» Location identification items:
┄┄┄┄┄┄
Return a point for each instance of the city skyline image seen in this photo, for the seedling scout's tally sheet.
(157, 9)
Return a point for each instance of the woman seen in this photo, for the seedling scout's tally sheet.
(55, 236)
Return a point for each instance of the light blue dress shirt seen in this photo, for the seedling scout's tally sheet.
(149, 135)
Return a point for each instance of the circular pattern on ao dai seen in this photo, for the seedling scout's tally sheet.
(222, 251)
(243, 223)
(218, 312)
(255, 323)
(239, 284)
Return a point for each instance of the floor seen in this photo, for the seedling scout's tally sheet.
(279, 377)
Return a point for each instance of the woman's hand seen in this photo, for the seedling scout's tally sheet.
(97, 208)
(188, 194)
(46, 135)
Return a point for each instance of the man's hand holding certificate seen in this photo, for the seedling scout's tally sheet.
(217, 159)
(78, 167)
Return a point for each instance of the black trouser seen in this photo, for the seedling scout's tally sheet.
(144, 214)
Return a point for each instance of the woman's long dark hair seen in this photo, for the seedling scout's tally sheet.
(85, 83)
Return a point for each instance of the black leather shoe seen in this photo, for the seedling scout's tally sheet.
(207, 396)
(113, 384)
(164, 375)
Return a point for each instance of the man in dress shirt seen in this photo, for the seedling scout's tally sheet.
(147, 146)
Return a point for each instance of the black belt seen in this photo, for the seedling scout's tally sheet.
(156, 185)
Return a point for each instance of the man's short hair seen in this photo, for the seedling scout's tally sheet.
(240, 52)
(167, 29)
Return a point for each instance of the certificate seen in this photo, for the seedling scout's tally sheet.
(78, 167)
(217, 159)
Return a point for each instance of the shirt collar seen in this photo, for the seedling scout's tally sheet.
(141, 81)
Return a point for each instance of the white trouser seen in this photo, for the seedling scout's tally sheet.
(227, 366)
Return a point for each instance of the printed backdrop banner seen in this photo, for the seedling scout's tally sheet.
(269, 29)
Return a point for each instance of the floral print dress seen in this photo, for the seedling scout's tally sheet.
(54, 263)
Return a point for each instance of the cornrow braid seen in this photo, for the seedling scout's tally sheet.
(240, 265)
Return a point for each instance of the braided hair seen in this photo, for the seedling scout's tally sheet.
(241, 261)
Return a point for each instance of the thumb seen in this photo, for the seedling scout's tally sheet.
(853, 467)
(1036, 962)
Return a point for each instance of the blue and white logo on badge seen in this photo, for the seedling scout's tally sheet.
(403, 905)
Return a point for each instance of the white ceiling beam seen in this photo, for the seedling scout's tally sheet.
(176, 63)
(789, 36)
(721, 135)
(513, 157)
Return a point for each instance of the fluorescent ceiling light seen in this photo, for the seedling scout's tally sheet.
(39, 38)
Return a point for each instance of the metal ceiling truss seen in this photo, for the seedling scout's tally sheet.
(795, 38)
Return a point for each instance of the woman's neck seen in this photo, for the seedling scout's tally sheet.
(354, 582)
┄┄┄┄┄┄
Extract every entry in the listing word for word.

Return a point for each instance of the city skyline image seen in this photo, for the seedling scout's tally sheet.
(157, 9)
Return a point for each instance of the woman seen in this photo, for the seedling scout's tally sheet.
(55, 236)
Return a point for each instance of the light blue dress shirt seen in this photo, for the seedling scout's tally sheet.
(149, 135)
Return a point for each instance of the circular pattern on ao dai seen in this photo, for the seedling scout's tally sheet.
(222, 251)
(243, 223)
(218, 312)
(255, 323)
(239, 284)
Return a point for each instance of the floor seen in this photo, for the seedling scout's tally sheet.
(279, 377)
Return a point for each instance of the woman's hand seen in this photo, for the seedling scout's tally sheet.
(97, 208)
(188, 194)
(46, 135)
Return a point for each instance of the man's hand holding certificate seen in this photo, for the seedling scout's tally sheet.
(217, 159)
(78, 167)
Return a point for each instance of the black trouser seen in this photo, for the seedling scout's tally sheet.
(144, 214)
Return a point for each instance of the woman's long dark hair seen in this photo, for the seedling scout's tally sheet.
(85, 83)
Return a point for each instance of the black leather shoe seen in this photo, for the seedling scout's tally sheet.
(207, 396)
(113, 384)
(164, 375)
Return a point for each instance of the man in dress shirt seen in this photo, for the seedling scout's tally sheet.
(147, 146)
Return a point for each instance of the black belt seen in this photo, for the seedling scout's tally sheet.
(156, 185)
Return a point for each instance of the man's short hair seen in this photo, for the seedling scout's tally sheet.
(240, 52)
(167, 29)
Return a point for each instance of the certificate seen in this photo, for the seedling scout's tally sheet.
(78, 167)
(217, 159)
Return a point for each instance of the shirt collar seen in this photo, for the seedling scout's tally sheet.
(141, 81)
Return a point for each instance of the white trouser seen in this photo, for the seedling scout's tally sheet.
(227, 366)
Return a point for each instance of the printed backdrop banner seen in this photo, for the seedling scout's tally sheet.
(269, 29)
Return a point for each instance of the floral print dress seen in this photo, for the seedling scout's tally sheet.
(54, 263)
Return a point for each instance of the cornrow braid seen in this photo, for the seedling scout's tally sheet.
(240, 265)
Return a point for each instance of the braided hair seen in this photo, for the seedling scout's tally sheet.
(241, 261)
Return a point for each instance of the thumb seen in this photo, for the seedling scout's tally sheet.
(853, 467)
(1036, 962)
Return a point for each instance of the blue and white logo on badge seen in this photo, for the seedling scout's tally sheet.
(403, 905)
Return a point for each instance of the white ceiling beam seen in this photo, for the seedling scout's tally sheet.
(176, 63)
(789, 36)
(721, 135)
(513, 157)
Return a point for each instance of the fluorescent ceiling light seen in this photo, for the seedling scout's tally sheet.
(39, 38)
Return a point for each instance of the metal ceiling truss seen in this photo, for the seedling scout's tally sheet.
(795, 38)
Return a point for each instance of the woman's neck seen in this photo, for the seedling scout's tally sheet.
(354, 582)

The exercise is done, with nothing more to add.